# Work request
In the passage on diagnosing underperforming business locations, how many local competitors should be pulled for each underperforming location?

··· Passage for review

The clustering step is what prevents the common mistake of applying one brand-wide fix (usually “get more reviews” or “rewrite all the location pages”) to every location regardless of what’s actually holding each one back.
Step 3: Benchmark against the actual local competitors per location, not against sibling locations
A frequent diagnostic error is comparing an underperforming location only to the brand’s other locations. That comparison tells you the location is worse than its siblings, but not why it loses to the businesses actually occupying the map pack in that specific market. For each underperforming location, pull the top three to five local competitors currently outranking it for the core query set, and compare GBP completeness, review count/rating, category selection, and page content directly against those competitors, not against the brand average. A location can look “normal” relative to sibling locations and still be losing badly to a hyper-local competitor with denser reviews or a more precise category.
Step 4: Separate content uniqueness from technical/NAP issues
Because multi-location sites frequently generate location pages from a shared template, check whether underperforming locations share a content-quality problem distinct from GBP or review issues: thin or duplicated body copy across location pages, inconsistent NAP data between the page, the GBP listing, and third-party directories, or missing location-specific schema markup. This is a relevance-and-trust issue that sits underneath GBP and review signals and can suppress a location even when its GBP profile looks strong.

······
··· Dataset extract

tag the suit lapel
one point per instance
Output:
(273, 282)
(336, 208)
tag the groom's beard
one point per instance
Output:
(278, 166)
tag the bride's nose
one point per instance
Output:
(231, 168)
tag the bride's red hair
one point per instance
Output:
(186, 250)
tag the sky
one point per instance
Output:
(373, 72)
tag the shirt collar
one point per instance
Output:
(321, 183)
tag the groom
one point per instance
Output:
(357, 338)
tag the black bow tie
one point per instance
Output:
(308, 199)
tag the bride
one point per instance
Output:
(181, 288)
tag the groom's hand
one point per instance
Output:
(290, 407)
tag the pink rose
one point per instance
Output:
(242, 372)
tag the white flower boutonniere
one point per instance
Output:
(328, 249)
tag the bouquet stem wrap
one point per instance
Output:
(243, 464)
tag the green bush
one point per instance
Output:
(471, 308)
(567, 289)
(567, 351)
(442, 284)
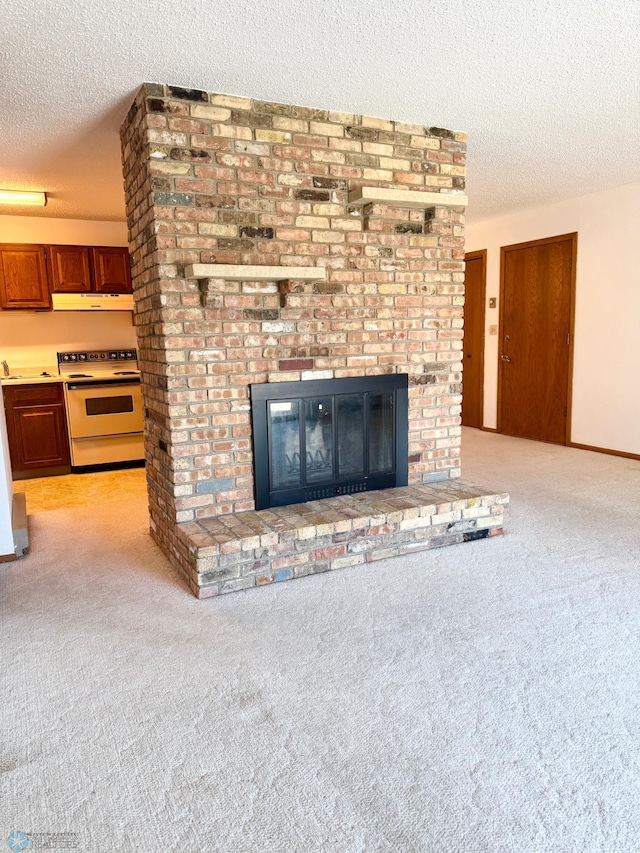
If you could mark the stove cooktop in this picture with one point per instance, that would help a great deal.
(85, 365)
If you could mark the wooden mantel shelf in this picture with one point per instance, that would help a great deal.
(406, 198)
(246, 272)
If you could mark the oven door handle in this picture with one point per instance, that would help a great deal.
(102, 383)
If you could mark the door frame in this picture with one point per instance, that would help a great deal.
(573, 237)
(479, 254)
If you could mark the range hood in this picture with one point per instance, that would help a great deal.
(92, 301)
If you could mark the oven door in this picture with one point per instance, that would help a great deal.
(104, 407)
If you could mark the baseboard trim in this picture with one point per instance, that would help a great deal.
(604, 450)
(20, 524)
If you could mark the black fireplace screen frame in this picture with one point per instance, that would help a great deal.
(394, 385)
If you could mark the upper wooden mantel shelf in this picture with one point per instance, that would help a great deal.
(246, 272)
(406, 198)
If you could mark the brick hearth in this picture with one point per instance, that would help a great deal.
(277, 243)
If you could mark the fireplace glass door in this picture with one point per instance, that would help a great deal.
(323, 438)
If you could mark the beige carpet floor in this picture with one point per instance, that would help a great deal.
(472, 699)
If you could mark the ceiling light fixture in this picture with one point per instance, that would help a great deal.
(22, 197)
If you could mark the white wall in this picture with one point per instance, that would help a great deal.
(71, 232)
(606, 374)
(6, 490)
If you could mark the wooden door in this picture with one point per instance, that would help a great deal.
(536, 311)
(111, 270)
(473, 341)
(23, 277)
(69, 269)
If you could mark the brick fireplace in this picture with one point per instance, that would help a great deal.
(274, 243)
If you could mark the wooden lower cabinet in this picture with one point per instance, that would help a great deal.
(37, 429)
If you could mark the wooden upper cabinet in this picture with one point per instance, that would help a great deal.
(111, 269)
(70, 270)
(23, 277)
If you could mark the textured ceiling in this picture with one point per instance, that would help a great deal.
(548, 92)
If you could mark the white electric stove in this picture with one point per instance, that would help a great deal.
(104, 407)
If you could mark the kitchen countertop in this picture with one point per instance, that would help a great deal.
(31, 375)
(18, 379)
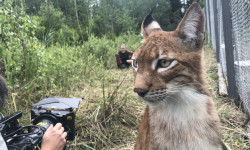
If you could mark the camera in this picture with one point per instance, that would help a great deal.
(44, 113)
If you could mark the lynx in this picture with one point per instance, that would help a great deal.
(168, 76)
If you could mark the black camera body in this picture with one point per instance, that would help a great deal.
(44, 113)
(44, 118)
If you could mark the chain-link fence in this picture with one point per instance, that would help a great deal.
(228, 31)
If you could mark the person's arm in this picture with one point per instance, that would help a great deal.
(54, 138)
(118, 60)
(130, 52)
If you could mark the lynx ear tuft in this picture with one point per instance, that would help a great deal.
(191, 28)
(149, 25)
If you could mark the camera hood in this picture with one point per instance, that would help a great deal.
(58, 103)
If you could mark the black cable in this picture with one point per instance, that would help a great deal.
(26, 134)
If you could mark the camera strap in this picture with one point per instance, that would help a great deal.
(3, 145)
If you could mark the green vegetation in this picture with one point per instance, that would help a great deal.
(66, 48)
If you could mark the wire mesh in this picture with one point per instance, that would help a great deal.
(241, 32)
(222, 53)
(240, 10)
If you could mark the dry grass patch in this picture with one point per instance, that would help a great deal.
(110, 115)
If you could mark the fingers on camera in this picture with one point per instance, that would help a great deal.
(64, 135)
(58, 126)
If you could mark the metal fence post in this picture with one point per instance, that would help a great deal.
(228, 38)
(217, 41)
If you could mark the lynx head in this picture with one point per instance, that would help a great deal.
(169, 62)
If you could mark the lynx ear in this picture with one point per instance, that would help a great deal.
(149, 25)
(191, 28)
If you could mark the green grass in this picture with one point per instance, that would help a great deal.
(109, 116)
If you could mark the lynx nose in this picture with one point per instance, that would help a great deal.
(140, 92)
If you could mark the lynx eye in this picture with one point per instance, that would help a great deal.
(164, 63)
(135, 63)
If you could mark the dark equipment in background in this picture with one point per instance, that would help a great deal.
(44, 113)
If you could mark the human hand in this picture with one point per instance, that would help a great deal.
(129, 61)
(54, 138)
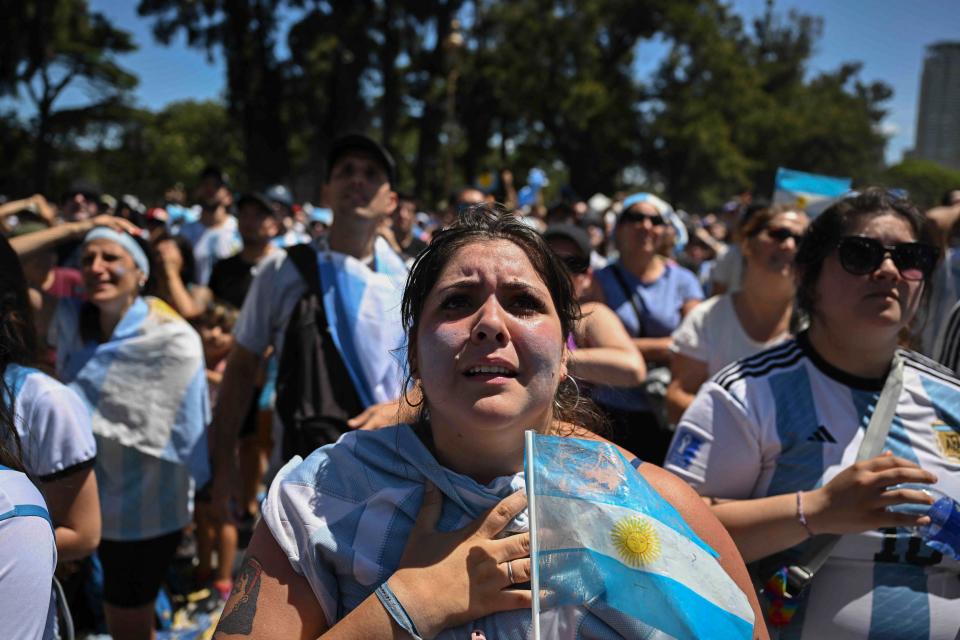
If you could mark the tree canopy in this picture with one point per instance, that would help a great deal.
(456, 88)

······
··· Dataset extract

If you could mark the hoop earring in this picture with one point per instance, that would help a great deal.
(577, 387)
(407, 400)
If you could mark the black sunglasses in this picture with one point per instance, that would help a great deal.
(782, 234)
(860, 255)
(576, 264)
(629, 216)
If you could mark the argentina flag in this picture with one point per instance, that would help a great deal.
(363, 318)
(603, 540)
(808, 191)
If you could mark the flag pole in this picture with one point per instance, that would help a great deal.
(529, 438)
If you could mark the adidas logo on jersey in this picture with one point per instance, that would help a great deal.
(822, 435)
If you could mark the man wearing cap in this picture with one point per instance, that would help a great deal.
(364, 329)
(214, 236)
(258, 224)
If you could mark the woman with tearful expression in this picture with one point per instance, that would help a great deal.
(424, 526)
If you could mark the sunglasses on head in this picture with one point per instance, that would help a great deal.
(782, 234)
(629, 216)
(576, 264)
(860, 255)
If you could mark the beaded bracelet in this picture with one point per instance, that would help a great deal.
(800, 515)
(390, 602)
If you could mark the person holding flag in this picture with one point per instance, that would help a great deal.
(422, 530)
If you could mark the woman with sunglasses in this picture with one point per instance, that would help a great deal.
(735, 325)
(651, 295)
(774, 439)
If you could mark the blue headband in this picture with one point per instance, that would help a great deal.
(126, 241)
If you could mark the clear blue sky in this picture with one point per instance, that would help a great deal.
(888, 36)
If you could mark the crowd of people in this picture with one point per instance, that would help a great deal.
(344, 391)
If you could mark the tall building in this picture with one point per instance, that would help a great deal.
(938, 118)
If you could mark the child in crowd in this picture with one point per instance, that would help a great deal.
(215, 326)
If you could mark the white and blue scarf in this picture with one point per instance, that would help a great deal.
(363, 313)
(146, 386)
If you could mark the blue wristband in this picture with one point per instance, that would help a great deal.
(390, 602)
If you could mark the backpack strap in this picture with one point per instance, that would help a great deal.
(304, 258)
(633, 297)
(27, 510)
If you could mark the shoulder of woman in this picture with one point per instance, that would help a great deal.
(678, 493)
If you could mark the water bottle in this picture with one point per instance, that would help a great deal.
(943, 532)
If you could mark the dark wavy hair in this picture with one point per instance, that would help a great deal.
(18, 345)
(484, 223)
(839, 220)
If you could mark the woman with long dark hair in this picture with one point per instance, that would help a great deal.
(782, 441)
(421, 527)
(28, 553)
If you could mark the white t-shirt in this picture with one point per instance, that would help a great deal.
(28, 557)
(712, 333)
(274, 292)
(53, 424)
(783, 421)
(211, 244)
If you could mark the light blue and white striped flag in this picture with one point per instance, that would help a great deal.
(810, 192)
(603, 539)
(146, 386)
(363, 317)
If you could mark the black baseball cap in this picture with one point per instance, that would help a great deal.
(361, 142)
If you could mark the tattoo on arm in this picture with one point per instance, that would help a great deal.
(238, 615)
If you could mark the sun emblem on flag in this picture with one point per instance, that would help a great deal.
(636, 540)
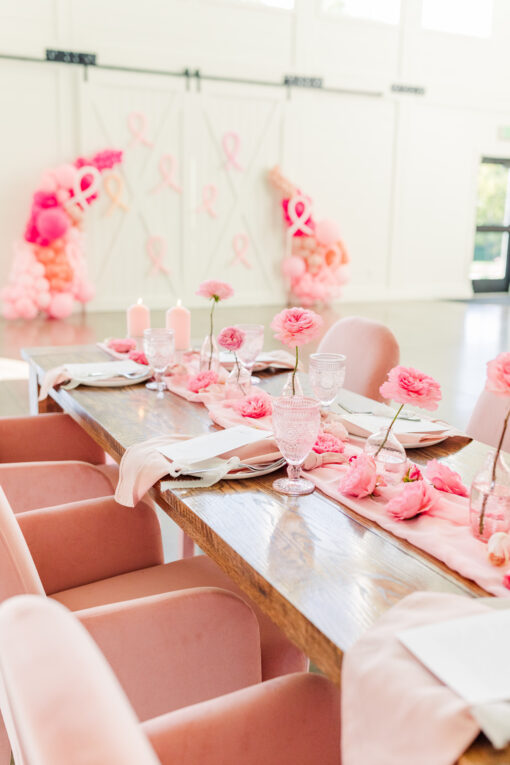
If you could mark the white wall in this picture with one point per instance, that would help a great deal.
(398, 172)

······

# Completed task
The top three to five local competitors currently outranking it for the core query set.